* RECORDS TO PROCESS *
==============================
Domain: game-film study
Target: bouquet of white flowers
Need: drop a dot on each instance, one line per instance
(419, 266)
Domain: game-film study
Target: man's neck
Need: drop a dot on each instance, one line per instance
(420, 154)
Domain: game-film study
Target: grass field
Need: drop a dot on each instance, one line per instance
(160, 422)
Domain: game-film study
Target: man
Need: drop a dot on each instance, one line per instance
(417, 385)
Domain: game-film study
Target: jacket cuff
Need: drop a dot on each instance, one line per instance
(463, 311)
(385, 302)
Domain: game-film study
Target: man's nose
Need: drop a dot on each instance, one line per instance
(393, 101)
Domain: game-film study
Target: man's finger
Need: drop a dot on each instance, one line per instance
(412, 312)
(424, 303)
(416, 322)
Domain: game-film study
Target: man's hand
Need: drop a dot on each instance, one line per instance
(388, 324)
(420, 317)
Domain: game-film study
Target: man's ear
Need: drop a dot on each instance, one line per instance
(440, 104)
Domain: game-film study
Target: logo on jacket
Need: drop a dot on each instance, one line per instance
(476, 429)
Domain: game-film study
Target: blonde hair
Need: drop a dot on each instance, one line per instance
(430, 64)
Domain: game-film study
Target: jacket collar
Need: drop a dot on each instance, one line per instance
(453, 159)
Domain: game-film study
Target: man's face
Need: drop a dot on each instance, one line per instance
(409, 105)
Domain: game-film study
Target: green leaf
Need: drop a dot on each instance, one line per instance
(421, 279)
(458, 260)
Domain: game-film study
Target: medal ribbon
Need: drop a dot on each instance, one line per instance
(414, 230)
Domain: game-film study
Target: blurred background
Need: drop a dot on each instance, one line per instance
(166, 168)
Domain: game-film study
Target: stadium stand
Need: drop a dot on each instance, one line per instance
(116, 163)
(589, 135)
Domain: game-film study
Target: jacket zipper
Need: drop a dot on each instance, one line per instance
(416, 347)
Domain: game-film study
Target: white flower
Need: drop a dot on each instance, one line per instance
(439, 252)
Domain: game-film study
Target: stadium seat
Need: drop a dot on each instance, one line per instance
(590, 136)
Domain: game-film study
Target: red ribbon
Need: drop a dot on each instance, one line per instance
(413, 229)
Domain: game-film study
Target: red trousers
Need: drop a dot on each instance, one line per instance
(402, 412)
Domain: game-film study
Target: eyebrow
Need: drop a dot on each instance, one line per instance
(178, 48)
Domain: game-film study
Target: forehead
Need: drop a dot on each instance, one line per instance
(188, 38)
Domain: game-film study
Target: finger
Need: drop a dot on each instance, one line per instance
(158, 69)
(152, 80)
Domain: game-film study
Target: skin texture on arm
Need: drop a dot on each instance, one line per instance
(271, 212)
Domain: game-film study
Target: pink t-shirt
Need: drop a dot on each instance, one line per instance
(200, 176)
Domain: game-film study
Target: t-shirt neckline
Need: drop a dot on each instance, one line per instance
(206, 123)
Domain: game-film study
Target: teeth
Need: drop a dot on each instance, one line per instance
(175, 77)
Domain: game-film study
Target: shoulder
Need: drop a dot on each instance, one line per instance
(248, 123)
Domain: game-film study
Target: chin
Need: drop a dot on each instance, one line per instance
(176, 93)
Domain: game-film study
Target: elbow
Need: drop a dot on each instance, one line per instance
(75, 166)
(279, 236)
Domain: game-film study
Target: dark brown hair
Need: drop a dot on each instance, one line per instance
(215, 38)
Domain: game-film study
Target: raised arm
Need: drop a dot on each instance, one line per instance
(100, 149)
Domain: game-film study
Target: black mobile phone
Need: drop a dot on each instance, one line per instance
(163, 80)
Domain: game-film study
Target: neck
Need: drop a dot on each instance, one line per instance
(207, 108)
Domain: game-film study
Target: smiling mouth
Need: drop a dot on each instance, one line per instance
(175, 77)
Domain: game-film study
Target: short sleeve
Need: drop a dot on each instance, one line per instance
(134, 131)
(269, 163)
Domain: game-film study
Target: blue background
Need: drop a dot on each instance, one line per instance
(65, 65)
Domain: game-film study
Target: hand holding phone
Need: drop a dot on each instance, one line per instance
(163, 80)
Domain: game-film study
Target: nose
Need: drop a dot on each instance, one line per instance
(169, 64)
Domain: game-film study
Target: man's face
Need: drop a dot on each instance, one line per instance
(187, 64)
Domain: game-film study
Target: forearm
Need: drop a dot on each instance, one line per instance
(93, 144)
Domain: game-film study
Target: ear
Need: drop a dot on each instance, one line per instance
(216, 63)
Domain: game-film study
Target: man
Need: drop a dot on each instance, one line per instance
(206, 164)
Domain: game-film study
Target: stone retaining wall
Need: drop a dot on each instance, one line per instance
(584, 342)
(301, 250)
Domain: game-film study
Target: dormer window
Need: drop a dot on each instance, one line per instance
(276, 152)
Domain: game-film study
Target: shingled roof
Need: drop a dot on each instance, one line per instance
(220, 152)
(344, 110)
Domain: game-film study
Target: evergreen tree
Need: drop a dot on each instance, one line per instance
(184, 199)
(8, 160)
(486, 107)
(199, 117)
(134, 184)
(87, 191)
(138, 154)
==============================
* WHAT IS REQUIRED *
Reproduce each entry above exactly, keeping every word.

* TASK RESULT *
Domain: game-film study
Target: bouquet of white flowers
Need: drop a dot on each instance, one line per instance
(419, 266)
Domain: game-film study
Target: man's neck
Need: drop a dot on each instance, one line per instance
(420, 154)
Domain: game-film study
Target: grass field
Need: drop a dot on each instance, one line per instance
(160, 422)
Domain: game-film study
Target: man
Need: drop a dot on each instance, one line per instance
(417, 385)
Domain: game-film study
Target: jacket cuff
Need: drop a dot on each instance, one line per instance
(463, 311)
(385, 302)
Domain: game-film study
Target: man's nose
Need: drop a dot on each instance, one line per instance
(393, 101)
Domain: game-film study
Target: man's finger
Need: drop a dot on each instance, one line per instance
(412, 312)
(424, 303)
(416, 322)
Domain: game-film study
Target: man's hand
Need: drop a dot on each instance, one line per instance
(388, 324)
(420, 317)
Domain: game-film study
Target: man's ear
Need: drop a dot on each instance, one line per instance
(440, 104)
Domain: game-film study
Target: logo on jacket
Need: drop a dot on each instance, one line per instance
(476, 429)
Domain: game-film study
Target: blonde hair
Need: drop a dot on each instance, one line per instance
(430, 64)
Domain: game-film study
Target: jacket collar
Need: drop a dot on each instance, one line per instance
(453, 159)
Domain: game-film study
Target: man's face
Need: drop a dot on each instance, one line per instance
(409, 105)
Domain: game-film study
Target: green leaf
Need: drop a dot on each instance, one line per instance
(421, 279)
(458, 260)
Domain: game-film study
Target: medal ribbon
Need: drop a dot on each instance, one line per instance
(414, 230)
Domain: game-film study
Target: blurred background
Need: drop a dot on each instance, one line per instance
(166, 168)
Domain: game-film study
Target: stadium stand
Need: drop a dot on each instance, one line per instance
(116, 163)
(589, 135)
Domain: game-film study
Target: jacket zipper
Need: drop a dot on each instance, one line per instance
(416, 347)
Domain: game-film study
Target: white flower
Need: drop a dot on each instance, one line per instance
(439, 252)
Domain: game-film study
Target: stadium seat
Need: drop a dot on each instance, one line per instance
(590, 136)
Domain: game-film study
Target: red ribbon
Need: drop a dot on each instance, one line per instance
(413, 229)
Domain: game-film study
Target: red trousers
Need: drop a dot on each instance, one line per instance
(402, 412)
Domain: game-film study
Target: eyebrow
Need: drop a dot on each instance, one line per instance
(178, 48)
Domain: game-film study
Target: forehead
Need: drop a dot on each instance, one line per instance
(188, 38)
Domain: game-film study
Target: finger
Need: drop a dot on each instance, one line per instance
(158, 69)
(152, 80)
Domain: game-film study
Target: skin texture on arm
Need: drop a dot on each instance, one line per instance
(271, 212)
Domain: game-film study
Target: pink t-shirt
Need: drop a dot on each instance, one line per instance
(200, 176)
Domain: game-film study
Target: t-shirt neckline
Need: drop a dot on each instance, one line per instance
(206, 123)
Domain: game-film study
Target: teeth
Need: drop a dot on each instance, one line per instance
(175, 77)
Domain: game-film study
Target: shoulder
Need: drop a dot on each instance, one line per instance
(248, 123)
Domain: game-film study
Target: chin
Need: drop a dot on each instance, one line per instance
(176, 93)
Domain: game-film study
Target: elbow
Need: drop a dot on each instance, one line per instance
(75, 166)
(279, 236)
Domain: game-film study
Target: dark brown hair
Need: drop a dot on each instance, one line per instance
(215, 38)
Domain: game-film study
Target: raised arm
Need: drop a dot on each instance, one line per instance
(100, 149)
Domain: game-film study
Target: black mobile phone
Need: drop a dot on each instance, one line per instance
(163, 80)
Domain: game-film study
Target: neck
Need: drop a dot on each instance, one line per instance
(207, 108)
Domain: game-film study
Target: smiling mouth
Need: drop a dot on each instance, one line per instance
(175, 77)
Domain: game-film study
Target: short sleeve
Need: drop a dot on each instance, one line per instance
(134, 131)
(269, 163)
Domain: game-film study
Target: blue background
Need: drop a dot on each instance, one line per instance
(65, 65)
Domain: game-film study
Target: hand holding phone
Need: drop a dot on each instance, one line per instance
(163, 80)
Domain: game-film study
Target: nose
Need: drop a dot on each instance, one line per instance
(169, 64)
Domain: game-film study
Target: man's face
Need: drop a dot on each instance, one line per instance
(187, 64)
Domain: game-film study
Target: forearm
Need: drop a dot on each instance, one line per instance
(93, 144)
Domain: game-film study
Target: ear
Need: drop a dot on each instance, one line per instance
(216, 63)
Domain: game-film study
Target: man
Need: drop a dot on each instance, one line per instance
(206, 164)
Domain: game-film study
Target: stone retaining wall
Need: drop a dot on each instance, one line per instance
(584, 342)
(301, 250)
Domain: game-film study
Target: dormer window
Need: drop a dot on each instance, one line per instance
(276, 152)
Domain: game-film study
Target: shingled roof
Need: drop a dot on each instance, one line per instance
(220, 152)
(344, 110)
Domain: game-film study
Target: evergreen tree
Need: drop a dot on each instance, one line per instance
(184, 199)
(8, 160)
(486, 107)
(199, 117)
(134, 184)
(87, 191)
(138, 154)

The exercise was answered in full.